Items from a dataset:
★ ★ ★ ★ ★ ★ ★

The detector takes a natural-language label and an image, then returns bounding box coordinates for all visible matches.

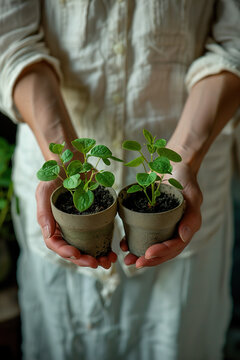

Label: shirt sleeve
[0,0,61,122]
[185,0,240,90]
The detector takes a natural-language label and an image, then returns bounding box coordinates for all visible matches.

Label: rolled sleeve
[0,0,61,122]
[185,0,240,90]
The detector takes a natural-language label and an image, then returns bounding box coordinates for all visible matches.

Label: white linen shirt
[0,0,240,282]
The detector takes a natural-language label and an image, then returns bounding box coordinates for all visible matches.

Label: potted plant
[118,129,184,256]
[37,138,122,257]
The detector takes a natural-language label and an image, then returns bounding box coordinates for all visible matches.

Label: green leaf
[89,181,99,191]
[61,149,73,163]
[157,148,182,162]
[102,158,111,166]
[143,129,153,145]
[90,145,112,159]
[122,140,142,151]
[0,198,8,210]
[67,160,83,176]
[148,157,171,174]
[63,174,81,189]
[136,172,157,187]
[37,160,60,181]
[168,178,183,190]
[81,163,93,172]
[95,171,115,187]
[109,155,124,162]
[127,185,143,194]
[124,156,144,167]
[73,188,94,212]
[154,139,167,148]
[147,144,157,154]
[72,138,96,154]
[49,142,65,155]
[0,175,12,188]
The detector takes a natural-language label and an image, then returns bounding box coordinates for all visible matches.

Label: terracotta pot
[51,186,117,257]
[118,184,184,256]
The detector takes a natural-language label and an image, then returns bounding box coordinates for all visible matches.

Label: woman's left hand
[120,162,203,269]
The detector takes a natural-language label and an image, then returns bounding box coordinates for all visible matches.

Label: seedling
[37,138,122,212]
[122,129,183,207]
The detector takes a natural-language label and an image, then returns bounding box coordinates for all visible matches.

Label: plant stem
[143,188,152,206]
[139,151,148,173]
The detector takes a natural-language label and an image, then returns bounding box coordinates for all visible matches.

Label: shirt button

★ ★ ★ ★ ★ ★ ★

Copy the rows from the start through the line containing "[0,0,240,282]", substituting "cuff" for "sleeve" and keeping everything else the same. Omit the pictures.

The detector takes a natural-language label and an image, then returns bounding box coordinates for all visible matches.


Label: shirt cuff
[0,0,61,122]
[185,0,240,90]
The detector takes a natural-language label and an image, then returns bounding box coordinates for all visible matches.

Label: rolled cuff
[0,0,61,122]
[185,0,240,90]
The detector takes a natural-language label and an image, then returns bounding box coordinates for all visible matches.

Label: white linen shirt
[0,0,240,282]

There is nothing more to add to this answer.